Verilen Metin

————————

Hizmetkâr mı yoksa Efendi mi?
Faruk Ay, 11 Mayıs 2016Geçtiğimiz 20 yıl içinde belki de gelişimiyle hayatımızı en çok değiştiren sektörlerin başında yazılım geliyor. En basit işlemlerin uzun zaman aldığı yıllardan gittikçe karmaşıklaşan sistemlere hatta sistemlerin sistemlerini kontrol eden sistemlere doğru yaşanan gelişmelere şahit olduk. Örneğin, eskiden uçak bileti almak için acenteye gitmek gerekirken şu anda internetten en uygun bileti tüm alternatifleri ile karşılaştırarak almak son derece kolay ve hızlı. Fakat bu da bize yetmiyor, iyi ama bundan kolayı nasıl olabilir ki?
Sanal Asistanlar
Artık gereksiz prosedürlerle uğraşmaya gerek yok, siz sadece nereye gitmek istediğinizi söyleyin, dijital asistanınız size en uygun zamanda sizin bütçenize göre, sizin koltuk ve yemek tercihlerinizi de göz önünde bulundurarak rezervasyonu yapsın, üstüne gideceğiniz yerde konaklayacağınız oteli de ayarlasın, hatta size bir de liste çıkarsın gittiğiniz yerde ne nerde yenilir.
Ne kadar güzel değil mi?
Henüz emekleme aşamasında olan sanal asistanlar Ray Kurzweil’in tahminlerine göre önümüzdeki birkaç sene içinde oldukça popüler hale gelecek ve birçok işimizi görecekler. Hızlıca korkunç beşlinin (Google, Apple, Facebook, Amazon, Microsoft) neler yaptığına bir göz atalım.

————————

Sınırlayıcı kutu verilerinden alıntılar
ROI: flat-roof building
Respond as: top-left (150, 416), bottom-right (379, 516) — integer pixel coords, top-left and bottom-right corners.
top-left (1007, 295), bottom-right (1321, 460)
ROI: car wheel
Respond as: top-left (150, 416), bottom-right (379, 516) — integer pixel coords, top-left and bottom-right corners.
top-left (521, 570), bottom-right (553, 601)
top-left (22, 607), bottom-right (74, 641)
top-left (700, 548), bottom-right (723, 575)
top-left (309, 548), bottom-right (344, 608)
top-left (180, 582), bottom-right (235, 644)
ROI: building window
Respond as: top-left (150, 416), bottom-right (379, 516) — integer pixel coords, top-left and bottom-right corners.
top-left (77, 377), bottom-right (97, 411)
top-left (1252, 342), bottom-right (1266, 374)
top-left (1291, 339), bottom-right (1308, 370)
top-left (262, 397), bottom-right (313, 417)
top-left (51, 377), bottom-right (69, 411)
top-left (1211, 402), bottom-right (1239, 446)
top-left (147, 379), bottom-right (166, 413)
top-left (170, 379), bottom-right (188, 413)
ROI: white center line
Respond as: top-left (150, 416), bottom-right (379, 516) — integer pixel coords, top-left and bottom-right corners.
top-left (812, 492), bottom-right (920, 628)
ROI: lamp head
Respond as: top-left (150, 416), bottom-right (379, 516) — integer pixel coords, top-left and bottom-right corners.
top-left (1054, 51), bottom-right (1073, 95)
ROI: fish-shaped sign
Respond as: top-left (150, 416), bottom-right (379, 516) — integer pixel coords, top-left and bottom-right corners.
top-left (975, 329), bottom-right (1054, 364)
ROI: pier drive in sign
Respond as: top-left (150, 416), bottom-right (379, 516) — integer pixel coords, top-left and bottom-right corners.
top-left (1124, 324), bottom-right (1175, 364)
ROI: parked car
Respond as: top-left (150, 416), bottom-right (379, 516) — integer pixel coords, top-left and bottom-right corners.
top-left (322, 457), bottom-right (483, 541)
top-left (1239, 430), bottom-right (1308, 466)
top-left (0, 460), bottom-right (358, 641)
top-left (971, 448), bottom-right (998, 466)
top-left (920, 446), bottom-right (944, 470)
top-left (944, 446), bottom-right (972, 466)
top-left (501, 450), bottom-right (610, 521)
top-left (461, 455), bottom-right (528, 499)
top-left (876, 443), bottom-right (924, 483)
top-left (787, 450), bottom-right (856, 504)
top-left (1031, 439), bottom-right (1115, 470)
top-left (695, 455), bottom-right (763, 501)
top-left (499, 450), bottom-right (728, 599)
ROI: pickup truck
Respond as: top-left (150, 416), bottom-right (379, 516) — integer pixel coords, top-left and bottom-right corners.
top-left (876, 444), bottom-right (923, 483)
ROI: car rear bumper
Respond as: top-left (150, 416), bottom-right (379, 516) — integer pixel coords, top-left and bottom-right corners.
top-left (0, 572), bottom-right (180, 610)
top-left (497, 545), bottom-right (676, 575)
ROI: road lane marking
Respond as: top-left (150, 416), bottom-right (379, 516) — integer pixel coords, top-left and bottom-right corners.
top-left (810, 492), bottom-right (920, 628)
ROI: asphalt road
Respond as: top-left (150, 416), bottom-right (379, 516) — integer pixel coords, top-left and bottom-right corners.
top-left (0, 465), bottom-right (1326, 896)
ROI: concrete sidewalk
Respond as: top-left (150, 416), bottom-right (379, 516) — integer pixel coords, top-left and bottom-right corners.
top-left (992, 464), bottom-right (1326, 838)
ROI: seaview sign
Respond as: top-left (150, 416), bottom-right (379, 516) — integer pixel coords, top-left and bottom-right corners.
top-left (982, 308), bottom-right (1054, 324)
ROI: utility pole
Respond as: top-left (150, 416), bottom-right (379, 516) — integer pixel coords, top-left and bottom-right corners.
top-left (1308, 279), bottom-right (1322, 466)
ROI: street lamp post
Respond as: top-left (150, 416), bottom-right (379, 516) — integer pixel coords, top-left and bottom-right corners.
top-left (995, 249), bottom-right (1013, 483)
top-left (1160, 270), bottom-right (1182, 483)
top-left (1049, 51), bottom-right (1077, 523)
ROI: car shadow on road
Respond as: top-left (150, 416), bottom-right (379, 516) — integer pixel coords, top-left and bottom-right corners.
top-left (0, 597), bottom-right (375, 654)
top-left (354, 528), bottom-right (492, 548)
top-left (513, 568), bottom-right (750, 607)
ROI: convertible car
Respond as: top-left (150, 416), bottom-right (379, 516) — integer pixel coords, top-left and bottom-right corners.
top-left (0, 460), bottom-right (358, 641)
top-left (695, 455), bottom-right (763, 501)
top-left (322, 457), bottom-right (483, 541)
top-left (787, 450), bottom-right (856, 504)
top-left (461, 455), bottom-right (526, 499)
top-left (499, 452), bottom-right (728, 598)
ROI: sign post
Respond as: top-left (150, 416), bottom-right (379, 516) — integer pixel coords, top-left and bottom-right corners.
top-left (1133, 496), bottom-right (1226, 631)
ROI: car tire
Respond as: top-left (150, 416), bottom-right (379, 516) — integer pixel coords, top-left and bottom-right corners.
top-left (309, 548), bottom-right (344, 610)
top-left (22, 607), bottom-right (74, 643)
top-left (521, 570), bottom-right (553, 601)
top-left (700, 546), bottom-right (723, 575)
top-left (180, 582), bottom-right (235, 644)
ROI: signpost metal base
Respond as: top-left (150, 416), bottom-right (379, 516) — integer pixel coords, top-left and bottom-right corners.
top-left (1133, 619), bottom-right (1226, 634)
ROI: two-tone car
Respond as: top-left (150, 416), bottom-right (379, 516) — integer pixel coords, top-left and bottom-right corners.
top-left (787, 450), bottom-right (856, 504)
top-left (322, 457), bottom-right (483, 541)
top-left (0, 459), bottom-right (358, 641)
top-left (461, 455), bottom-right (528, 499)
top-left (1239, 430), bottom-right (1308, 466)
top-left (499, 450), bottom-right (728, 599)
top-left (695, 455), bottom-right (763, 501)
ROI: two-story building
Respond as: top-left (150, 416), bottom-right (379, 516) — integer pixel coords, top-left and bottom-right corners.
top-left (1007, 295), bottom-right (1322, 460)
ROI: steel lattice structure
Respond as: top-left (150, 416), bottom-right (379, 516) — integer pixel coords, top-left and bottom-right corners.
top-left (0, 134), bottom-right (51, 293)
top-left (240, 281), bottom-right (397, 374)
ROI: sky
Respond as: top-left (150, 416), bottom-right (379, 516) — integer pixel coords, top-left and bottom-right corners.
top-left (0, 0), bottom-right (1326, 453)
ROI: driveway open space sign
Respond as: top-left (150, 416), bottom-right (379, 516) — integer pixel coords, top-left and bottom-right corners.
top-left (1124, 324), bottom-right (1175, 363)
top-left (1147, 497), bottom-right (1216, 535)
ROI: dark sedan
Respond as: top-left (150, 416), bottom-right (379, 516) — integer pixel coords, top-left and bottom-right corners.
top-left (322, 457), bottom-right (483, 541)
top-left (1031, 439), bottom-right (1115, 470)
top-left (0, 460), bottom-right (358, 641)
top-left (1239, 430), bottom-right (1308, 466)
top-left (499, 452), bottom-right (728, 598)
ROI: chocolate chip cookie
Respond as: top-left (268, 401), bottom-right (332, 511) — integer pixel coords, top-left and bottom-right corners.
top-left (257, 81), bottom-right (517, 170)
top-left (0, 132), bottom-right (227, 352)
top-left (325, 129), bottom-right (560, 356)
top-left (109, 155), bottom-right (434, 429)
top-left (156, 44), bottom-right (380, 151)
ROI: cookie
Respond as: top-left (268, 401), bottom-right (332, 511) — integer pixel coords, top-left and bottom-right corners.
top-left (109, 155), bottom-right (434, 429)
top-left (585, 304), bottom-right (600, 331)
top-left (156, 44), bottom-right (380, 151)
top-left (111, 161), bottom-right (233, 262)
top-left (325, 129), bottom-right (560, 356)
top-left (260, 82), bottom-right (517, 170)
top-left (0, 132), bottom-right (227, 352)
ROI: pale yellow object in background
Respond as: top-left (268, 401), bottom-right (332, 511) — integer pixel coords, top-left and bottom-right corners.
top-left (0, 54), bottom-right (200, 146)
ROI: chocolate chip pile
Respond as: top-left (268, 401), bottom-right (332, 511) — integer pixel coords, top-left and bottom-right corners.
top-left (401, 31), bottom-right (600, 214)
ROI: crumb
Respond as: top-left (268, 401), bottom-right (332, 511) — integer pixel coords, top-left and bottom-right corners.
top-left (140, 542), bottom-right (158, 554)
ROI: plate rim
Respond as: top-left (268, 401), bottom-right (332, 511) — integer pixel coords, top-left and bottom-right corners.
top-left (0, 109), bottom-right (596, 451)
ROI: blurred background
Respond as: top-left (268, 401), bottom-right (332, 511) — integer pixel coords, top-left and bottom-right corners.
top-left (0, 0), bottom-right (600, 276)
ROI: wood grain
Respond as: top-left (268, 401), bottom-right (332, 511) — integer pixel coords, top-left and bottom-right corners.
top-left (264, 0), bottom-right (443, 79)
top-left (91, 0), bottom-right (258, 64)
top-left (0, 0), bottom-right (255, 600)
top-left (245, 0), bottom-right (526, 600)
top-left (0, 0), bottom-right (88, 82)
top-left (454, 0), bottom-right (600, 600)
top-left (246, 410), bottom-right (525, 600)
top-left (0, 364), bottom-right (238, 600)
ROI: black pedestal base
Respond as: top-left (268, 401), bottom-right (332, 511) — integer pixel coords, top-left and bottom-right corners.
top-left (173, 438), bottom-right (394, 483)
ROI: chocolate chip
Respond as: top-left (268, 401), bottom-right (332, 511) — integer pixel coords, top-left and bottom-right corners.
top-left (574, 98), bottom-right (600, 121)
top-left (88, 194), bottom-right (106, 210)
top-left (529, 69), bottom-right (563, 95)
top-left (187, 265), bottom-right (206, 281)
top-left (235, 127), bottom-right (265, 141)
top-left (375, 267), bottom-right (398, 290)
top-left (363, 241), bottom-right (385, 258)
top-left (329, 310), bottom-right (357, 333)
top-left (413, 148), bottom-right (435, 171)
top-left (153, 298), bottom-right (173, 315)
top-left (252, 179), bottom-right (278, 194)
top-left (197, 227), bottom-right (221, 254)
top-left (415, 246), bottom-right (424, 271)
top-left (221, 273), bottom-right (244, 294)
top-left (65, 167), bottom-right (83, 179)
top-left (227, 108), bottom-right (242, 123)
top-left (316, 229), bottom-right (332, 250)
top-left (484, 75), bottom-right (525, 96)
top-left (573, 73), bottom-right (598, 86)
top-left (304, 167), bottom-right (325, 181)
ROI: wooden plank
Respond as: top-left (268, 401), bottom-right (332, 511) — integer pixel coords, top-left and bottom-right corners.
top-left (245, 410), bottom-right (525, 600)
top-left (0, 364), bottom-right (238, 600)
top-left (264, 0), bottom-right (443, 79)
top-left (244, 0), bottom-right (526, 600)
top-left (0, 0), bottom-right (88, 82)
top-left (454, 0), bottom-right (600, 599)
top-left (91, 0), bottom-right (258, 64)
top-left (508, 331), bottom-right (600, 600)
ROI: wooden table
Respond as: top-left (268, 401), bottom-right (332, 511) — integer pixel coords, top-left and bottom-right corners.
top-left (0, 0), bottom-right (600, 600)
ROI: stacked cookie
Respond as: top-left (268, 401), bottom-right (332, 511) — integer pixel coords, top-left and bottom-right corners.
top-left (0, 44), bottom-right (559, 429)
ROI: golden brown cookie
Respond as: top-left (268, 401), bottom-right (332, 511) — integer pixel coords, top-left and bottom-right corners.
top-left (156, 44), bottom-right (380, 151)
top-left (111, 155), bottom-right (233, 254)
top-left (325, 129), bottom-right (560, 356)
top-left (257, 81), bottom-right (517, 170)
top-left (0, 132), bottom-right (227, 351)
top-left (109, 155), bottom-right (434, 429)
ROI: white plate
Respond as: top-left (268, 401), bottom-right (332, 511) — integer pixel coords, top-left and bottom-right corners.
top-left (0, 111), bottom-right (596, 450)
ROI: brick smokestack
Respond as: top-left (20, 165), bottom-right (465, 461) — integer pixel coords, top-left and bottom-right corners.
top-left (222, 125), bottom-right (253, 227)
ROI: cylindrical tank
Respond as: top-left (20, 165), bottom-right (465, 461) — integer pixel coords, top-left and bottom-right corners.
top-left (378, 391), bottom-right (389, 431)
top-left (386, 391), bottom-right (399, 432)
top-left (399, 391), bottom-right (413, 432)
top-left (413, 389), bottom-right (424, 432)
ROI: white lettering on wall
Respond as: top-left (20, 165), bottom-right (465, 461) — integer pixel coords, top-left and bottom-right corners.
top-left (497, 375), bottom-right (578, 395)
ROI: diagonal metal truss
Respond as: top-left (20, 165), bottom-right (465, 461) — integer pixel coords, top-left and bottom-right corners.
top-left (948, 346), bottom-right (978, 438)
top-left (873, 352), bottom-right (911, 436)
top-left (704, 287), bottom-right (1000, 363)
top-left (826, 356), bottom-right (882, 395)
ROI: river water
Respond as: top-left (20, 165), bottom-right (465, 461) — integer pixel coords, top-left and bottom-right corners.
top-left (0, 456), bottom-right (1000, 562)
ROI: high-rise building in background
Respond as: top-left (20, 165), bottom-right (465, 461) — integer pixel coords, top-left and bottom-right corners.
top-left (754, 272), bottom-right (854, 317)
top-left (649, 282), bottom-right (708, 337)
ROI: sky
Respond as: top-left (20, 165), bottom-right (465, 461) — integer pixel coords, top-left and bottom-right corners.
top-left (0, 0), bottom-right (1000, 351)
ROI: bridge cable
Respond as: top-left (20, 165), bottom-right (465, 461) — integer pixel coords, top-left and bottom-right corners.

————————

Hedefler
A) Aşağıdaki ifadelerin yukarıdaki sanal asistanlar metniyle uyuşup uyuşmadığını belirtin. Her biri için "Evet" ya da "Hayır" yazın ve metinden belirleyici sözcükleri aynen alıntılayın: (i) Eskiden uçak bileti almak için acenteye gitmek gerekiyordu. (ii) Sanal asistanlar olgunluk aşamasına ulaşmıştır. (iii) Korkunç beşli arasında Samsung da sayılmaktadır.
B) Yukarıdaki listede "base" dizesini içeren satırların sayısını hesaplayın ve yalnızca bu sayıyı yazın. Büyük ve küçük harf ayrımı dikkate alınır.

Görev Yanıtları
A)
(i) Evet: "eskiden uçak bileti almak için acenteye gitmek gerekirken"
(ii) Hayır: "Henüz emekleme aşamasında olan sanal asistanlar"
(iii) Hayır: "(Google, Apple, Facebook, Amazon, Microsoft)"

B) 2